- Exercises
**A.** In the commentary on the one of ten who turned back in Luke, what name did the early church use for itself?
**B.** Pick up the commentary on the one of ten who turned back in Luke and continue it from its final sentence.

- Passage provided
If the gospel of Luke can be read, as many scholars suggest, as a kind of manual for followers of The Way (as the early church named themselves), why is it vital for us to know that one of the ten turned back?
As we have seen, all ten received the same gift of restoration and wellness. There were no entry requirements, no visas to obtain, and no code to follow. Everyone was inside the borders of God’s world!
The difference, such as it is, is not in result but in response. The one who returns is a study not in how one must act to achieve wellness, but in how one might act in response to wellness.
The one who returned did so glorifying God with a loud voice. A surface reading of the Psalms and other scriptures might lead one to think that God is an egotist who needs human beings to continually tell God how extraordinary God is. However, the idea of glory might be better experienced as truth.
When the angels address the shepherds, it is the truth and authenticity of divinity that shone round them (Luke 2:9). When, in the transfiguration, the disciples saw His (Jesus’s) glory, they were seeing his true and authentic reality (Luke 9:32). When Jesus says: Consider the lilies, how they grow: they neither toil nor spin; yet I tell you, even Solomon in all his glory was not clothed like one of these, he is saying, among other things, that the truth and authenticity of Solomon is not in his title or trappings but in his normal and glorious humanity and creatureliness (Luke 12:27).

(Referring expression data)
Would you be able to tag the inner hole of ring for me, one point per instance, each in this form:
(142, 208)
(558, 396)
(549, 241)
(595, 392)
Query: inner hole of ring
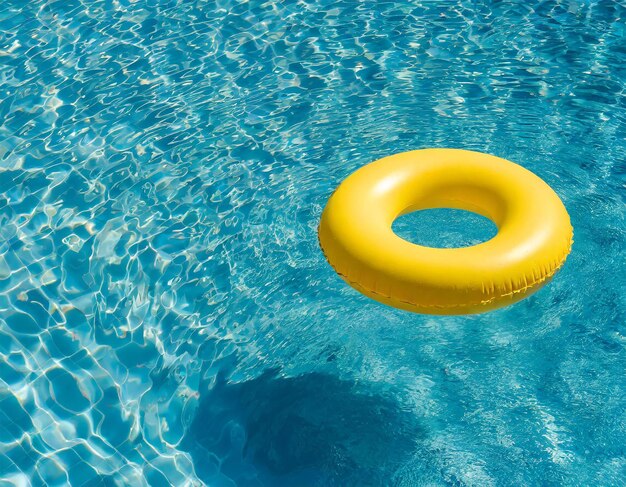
(444, 228)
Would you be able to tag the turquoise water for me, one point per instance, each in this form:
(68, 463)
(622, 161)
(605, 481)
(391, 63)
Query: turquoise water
(166, 315)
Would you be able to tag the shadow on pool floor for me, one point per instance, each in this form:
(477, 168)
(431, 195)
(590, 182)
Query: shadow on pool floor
(313, 429)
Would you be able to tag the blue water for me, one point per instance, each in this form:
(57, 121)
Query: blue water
(166, 315)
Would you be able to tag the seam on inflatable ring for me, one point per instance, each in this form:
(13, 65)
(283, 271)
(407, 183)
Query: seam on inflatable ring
(523, 289)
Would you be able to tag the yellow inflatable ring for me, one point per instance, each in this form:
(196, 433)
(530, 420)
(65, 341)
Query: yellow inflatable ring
(533, 240)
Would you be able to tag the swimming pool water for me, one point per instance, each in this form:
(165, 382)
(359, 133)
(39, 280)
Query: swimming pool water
(166, 315)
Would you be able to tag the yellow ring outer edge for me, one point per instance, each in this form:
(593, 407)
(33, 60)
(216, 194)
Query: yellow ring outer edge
(493, 302)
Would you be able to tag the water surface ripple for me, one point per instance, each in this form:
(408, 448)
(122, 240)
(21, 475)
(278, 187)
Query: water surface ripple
(166, 315)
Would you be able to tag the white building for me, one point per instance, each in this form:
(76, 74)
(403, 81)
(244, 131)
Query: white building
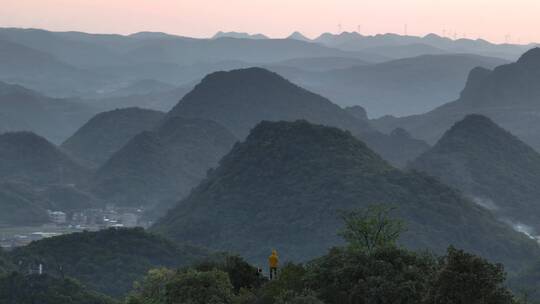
(57, 217)
(129, 219)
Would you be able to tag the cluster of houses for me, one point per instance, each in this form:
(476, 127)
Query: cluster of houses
(68, 222)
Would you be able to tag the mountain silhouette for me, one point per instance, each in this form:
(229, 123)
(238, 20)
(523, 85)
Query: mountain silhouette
(22, 109)
(240, 99)
(283, 188)
(29, 158)
(489, 164)
(157, 168)
(508, 95)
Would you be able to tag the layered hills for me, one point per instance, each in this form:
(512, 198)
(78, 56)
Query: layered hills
(240, 99)
(508, 95)
(491, 165)
(284, 187)
(164, 164)
(103, 135)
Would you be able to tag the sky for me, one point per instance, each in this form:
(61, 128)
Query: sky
(515, 21)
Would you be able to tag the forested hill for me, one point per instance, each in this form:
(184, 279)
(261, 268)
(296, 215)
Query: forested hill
(490, 164)
(109, 261)
(284, 185)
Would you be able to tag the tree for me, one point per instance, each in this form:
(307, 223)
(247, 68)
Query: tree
(241, 273)
(386, 275)
(188, 286)
(371, 228)
(464, 278)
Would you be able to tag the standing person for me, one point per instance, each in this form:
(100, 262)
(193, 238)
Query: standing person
(273, 262)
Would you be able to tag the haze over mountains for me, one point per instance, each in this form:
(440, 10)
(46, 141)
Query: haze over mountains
(496, 169)
(157, 168)
(103, 135)
(241, 99)
(508, 95)
(243, 143)
(398, 87)
(287, 181)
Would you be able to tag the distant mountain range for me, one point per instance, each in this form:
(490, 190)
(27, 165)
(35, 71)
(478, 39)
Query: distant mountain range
(508, 95)
(103, 135)
(22, 109)
(240, 99)
(496, 169)
(29, 158)
(399, 87)
(394, 44)
(284, 185)
(238, 35)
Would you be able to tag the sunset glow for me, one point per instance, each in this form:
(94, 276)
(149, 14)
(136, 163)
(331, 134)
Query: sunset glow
(495, 20)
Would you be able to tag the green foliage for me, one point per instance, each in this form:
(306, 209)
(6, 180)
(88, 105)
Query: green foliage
(284, 187)
(163, 165)
(371, 228)
(107, 132)
(241, 274)
(109, 260)
(463, 278)
(152, 289)
(16, 288)
(387, 275)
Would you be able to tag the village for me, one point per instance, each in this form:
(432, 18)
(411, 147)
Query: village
(62, 222)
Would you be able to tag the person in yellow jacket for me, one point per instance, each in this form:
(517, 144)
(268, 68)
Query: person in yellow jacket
(273, 262)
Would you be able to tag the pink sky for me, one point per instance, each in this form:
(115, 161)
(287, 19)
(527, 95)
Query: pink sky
(489, 19)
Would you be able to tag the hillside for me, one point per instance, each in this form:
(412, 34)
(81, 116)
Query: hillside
(491, 165)
(508, 95)
(44, 289)
(240, 99)
(29, 158)
(398, 87)
(104, 134)
(109, 260)
(163, 164)
(284, 186)
(20, 205)
(26, 110)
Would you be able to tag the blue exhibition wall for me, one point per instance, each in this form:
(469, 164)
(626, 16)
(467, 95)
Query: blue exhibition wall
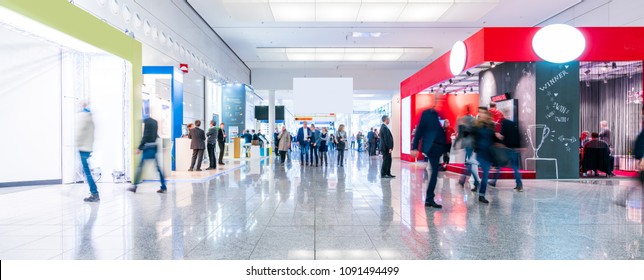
(176, 100)
(234, 108)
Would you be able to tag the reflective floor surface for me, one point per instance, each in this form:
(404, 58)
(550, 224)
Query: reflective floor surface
(268, 211)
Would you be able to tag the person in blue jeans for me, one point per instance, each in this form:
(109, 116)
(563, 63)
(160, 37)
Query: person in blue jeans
(148, 148)
(303, 138)
(466, 140)
(484, 135)
(431, 136)
(511, 139)
(84, 144)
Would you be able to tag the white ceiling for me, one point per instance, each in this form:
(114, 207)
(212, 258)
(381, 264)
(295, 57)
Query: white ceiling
(382, 79)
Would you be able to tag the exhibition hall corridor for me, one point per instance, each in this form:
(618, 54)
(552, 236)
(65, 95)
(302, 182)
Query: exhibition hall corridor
(266, 210)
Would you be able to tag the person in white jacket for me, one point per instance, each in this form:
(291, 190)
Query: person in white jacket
(84, 144)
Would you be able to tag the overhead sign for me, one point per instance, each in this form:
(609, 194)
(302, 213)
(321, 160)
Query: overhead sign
(183, 67)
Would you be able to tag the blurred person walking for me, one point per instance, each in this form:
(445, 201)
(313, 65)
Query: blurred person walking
(341, 144)
(221, 141)
(386, 148)
(85, 145)
(212, 134)
(353, 141)
(485, 138)
(449, 132)
(323, 146)
(284, 143)
(432, 135)
(148, 148)
(465, 137)
(371, 138)
(197, 145)
(304, 140)
(315, 134)
(511, 140)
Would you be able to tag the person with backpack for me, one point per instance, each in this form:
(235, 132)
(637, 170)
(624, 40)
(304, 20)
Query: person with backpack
(466, 139)
(84, 144)
(323, 146)
(341, 144)
(510, 141)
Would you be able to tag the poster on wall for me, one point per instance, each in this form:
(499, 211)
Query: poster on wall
(234, 106)
(509, 109)
(553, 138)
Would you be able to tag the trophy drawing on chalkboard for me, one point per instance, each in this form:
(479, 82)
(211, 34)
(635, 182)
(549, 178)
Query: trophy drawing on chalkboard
(542, 129)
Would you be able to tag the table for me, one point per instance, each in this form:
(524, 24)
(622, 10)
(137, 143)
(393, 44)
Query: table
(546, 159)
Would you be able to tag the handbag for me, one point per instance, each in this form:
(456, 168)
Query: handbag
(500, 156)
(340, 145)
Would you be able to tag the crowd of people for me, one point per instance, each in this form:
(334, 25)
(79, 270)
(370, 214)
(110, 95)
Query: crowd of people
(490, 140)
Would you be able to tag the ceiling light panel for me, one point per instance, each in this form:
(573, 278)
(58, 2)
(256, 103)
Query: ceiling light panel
(424, 12)
(293, 11)
(249, 10)
(344, 54)
(329, 54)
(359, 10)
(300, 54)
(417, 54)
(337, 11)
(380, 12)
(358, 54)
(468, 10)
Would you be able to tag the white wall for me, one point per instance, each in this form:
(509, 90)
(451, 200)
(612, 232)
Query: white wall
(193, 41)
(30, 109)
(602, 13)
(363, 79)
(107, 93)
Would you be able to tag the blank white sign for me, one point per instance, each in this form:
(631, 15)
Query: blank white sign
(323, 95)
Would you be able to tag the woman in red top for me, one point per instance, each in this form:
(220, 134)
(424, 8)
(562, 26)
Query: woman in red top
(449, 131)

- Answers in order
**A.** The Way.

**B.**
The difference, such as there is, between the nine and the one is that the one spoke the truth about God out loud. Ten received the glory—the truth of God. Ten experienced the world as God made it to be – a world of fullness, wholeness, goodness, interdependence, and interconnection, a cosmic community: One spoke that truth aloud.
“Were not ten made clean? So where are the other nine? Did none of them return to give glory to God except this foreigner?”
This is not a story of petty moralities where nine are chastised for failing to listen to the lesson of their parents and say thank you. This is a story about joyful response. And it is a story about missing out on joy.
Jesus, here is less accusatory and more incredulous. Do the nine not know what they are missing out on!
The ten who are restored are like people eating. What is eaten gets turned into fuel to build up the body and give life. The one who spoke aloud is like one who eats, paying attention and marvelling at the taste of a single tomato, at the aroma of a slice of cheddar, at the colour of a crisp lettuce leaf. All eat and are fed; one eats, is fed and celebrates in joyful thankfulness.
The one who returns is like a person who knows and experiences the love of another and, for no other reason than the sheer delight of it, kisses and hugs the other. It is not that in doing so they receive more love or a superior kind of love; it is not that, in hugging and kissing, they demonstrate that they are a better or more committed lover; it is simply that they experience the pure joy of that love.
All are loved; some allow themselves to revel in the experience.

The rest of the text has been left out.